▶ WRITTEN INSTRUCTION
Exclude images, then output the remaining data verbatim.

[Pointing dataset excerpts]
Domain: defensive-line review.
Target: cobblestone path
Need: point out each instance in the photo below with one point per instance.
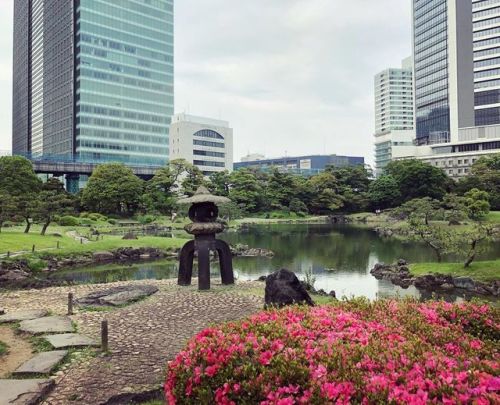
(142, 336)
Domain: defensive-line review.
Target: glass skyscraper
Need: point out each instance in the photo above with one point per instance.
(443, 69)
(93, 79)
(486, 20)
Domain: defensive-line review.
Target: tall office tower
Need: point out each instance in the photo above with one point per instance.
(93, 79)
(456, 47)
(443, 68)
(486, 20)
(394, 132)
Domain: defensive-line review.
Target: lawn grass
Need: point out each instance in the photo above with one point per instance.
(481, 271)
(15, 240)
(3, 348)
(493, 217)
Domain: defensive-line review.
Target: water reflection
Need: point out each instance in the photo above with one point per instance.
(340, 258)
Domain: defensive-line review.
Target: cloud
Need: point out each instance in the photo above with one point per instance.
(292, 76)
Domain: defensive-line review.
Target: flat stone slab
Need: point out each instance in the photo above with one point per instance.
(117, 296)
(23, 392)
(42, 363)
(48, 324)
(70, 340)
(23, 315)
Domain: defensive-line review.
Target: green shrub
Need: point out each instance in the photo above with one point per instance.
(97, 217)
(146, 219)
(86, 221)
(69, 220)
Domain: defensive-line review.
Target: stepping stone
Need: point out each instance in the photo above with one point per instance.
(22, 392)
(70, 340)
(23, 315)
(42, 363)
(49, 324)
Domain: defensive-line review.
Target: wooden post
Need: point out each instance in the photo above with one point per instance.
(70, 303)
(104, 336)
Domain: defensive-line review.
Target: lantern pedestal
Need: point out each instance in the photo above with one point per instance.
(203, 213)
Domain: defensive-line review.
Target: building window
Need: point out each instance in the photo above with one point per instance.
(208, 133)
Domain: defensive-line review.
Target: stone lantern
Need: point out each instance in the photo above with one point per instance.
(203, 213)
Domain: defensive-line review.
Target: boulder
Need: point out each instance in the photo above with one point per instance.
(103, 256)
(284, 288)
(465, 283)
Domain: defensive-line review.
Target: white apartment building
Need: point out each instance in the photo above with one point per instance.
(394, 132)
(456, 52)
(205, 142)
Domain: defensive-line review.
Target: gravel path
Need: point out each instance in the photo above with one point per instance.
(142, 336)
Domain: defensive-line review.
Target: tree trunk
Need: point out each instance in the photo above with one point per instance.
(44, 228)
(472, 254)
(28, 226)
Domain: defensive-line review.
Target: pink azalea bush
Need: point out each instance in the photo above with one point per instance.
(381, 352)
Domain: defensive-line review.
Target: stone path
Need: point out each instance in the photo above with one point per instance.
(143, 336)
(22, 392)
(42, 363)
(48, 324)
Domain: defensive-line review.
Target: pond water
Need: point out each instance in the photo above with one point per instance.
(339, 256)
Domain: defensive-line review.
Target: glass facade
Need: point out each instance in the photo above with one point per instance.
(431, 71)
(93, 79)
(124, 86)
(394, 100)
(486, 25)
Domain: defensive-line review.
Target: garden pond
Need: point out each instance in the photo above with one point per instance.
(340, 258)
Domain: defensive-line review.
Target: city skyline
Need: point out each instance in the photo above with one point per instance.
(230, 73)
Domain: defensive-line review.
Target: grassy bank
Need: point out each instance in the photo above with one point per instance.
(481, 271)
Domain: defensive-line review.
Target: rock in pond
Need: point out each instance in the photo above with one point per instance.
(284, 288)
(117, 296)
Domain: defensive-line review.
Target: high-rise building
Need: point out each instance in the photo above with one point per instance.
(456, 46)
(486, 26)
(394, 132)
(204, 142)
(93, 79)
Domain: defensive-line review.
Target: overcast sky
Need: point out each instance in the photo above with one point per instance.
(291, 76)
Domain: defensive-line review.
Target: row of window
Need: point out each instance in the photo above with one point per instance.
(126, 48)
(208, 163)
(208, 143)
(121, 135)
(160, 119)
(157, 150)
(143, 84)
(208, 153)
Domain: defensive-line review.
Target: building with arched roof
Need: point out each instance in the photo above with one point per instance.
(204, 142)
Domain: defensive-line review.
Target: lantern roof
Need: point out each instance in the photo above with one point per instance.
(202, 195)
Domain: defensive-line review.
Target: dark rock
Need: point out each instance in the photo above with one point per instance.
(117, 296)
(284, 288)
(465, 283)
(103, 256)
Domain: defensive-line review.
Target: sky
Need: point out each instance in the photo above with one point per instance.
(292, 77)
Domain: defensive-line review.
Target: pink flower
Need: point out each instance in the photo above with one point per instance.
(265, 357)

▶ FINAL RESULT
Domain: defensive-line review.
Target: cobblestone path
Need: point out each instance in the photo below with one point per instance.
(142, 336)
Domain: defensive-line review.
Target: glass skyscraper
Need: point out each instance in the photo above with one point per instance.
(443, 69)
(93, 79)
(486, 20)
Domain: defensive-line review.
Target: tall office tower
Need: point out each instance in the photo above with one point per instance.
(93, 79)
(456, 47)
(443, 68)
(486, 20)
(394, 132)
Domain: defensive-line review.
Target: lawn grass
Need: point out each instance in the photo above with one point per instance.
(481, 271)
(15, 240)
(3, 348)
(493, 217)
Domain: defensive-line review.
Target: water reflection
Need: point out each instance in the photo above with one point per instance.
(340, 258)
Domain: defensive-line review.
Target: cloud
Need: point out each instance in the photo above with one point per instance.
(292, 76)
Domain: defensive-line review.
Target: flat stone slab
Need: point out each instance in the photo above with one point per instance.
(117, 296)
(23, 392)
(42, 363)
(48, 324)
(70, 340)
(23, 315)
Domain: defensive-line review.
Target: green shrub
Need: point out each instance in the photo above with one point per instance.
(97, 217)
(146, 219)
(86, 221)
(69, 220)
Domain: defensive-line review.
Target: stepping stone
Need: point out each instance in the photo above with one point per instance.
(22, 392)
(70, 340)
(23, 315)
(42, 363)
(49, 324)
Domain: defensive-line review.
Target: wooden post
Need: point out each instance in the photo above with one point per instance.
(70, 303)
(104, 336)
Domain: defensive-line review.
Target: lantern pedestal
Need: point out each instance in the photo above with one point per instance.
(203, 213)
Domain: defensive-line review.
Target: building window
Need: point out each instance in the photo above with one point per instance.
(208, 133)
Domain: defensive-line review.
Target: stone lantern
Need: point out each instance in the photo above with one point per instance.
(203, 213)
Domain: defensive-line review.
Target: boulder
Need: point out each instance in the photo above with one point per instance.
(103, 256)
(284, 288)
(465, 283)
Domain: defensive-line review.
Target: white apartment building
Need: point out each instance in the photo above with one point per instance.
(394, 132)
(456, 52)
(205, 142)
Domain: defensive-line review.
Target: gravel path
Need: point out each instance in the photo above with one point per instance.
(142, 336)
Domain: defensive-line review.
Target: tree trunk
Need: point out each instance in the photo above with one point per instance.
(44, 228)
(472, 254)
(28, 226)
Domain: defensive-line review.
Target: pink azalea bush
Need: point out each instance in the photo above with one point per instance.
(381, 352)
Domain: defensive-line review.
Target: stone path
Need: point out each instance in the photo above with one point per instance.
(143, 336)
(22, 392)
(42, 363)
(48, 324)
Domain: defensive-line review.
Target: pond water
Need: point out each instance in the photo above with one point per instance.
(339, 256)
Domain: defensive-line review.
Target: glass facade
Need: point out each instance in the photo above with one point per instance.
(431, 71)
(93, 79)
(124, 86)
(394, 100)
(486, 25)
Domain: defensive-line review.
Target: garden pond
Need: point out each instance in the photo above with one point per instance.
(340, 258)
Domain: defensive-line review.
Target: city skyline
Need: point out each instance in the photo above with one point per instance.
(230, 73)
Domain: defensive-line review.
Target: grassy bank
Need: point out each instance in the photo above with one point per instance.
(481, 271)
Domain: defensive-line review.
Target: rock in pond
Need: point out each instance in the photo above with one point per instance.
(284, 288)
(117, 296)
Domain: defensive-line review.
Target: high-rise building
Need: point out each instance in the photo above with one point per instance.
(456, 46)
(486, 26)
(394, 132)
(204, 142)
(93, 79)
Domain: defensive-line review.
Target: overcast sky
Need: point out each instance in the photo above with one point per instance.
(291, 76)
Domain: defensive-line review.
Target: row of window
Need: point out each instance in the photo above with one point per instance.
(126, 48)
(208, 163)
(208, 143)
(121, 135)
(160, 119)
(157, 150)
(143, 84)
(208, 153)
Domain: defensive-line review.
Target: building with arched roof
Need: point out each instance in the photo above with one point per instance.
(204, 142)
Domain: defensive-line review.
Target: lantern roof
Need: point out each instance in the photo above with one point per instance.
(202, 195)
Domain: defensive-line review.
Target: dark rock
Need: point out each instance in the photo above with one point per instance.
(117, 296)
(284, 288)
(465, 283)
(103, 256)
Domain: defensive-line review.
Target: sky
Need: point out each instance in the photo above with one point per instance.
(292, 77)
Domain: defensive-line review.
Target: pink flower
Need: point out each instance in the photo above with one point per instance.
(265, 357)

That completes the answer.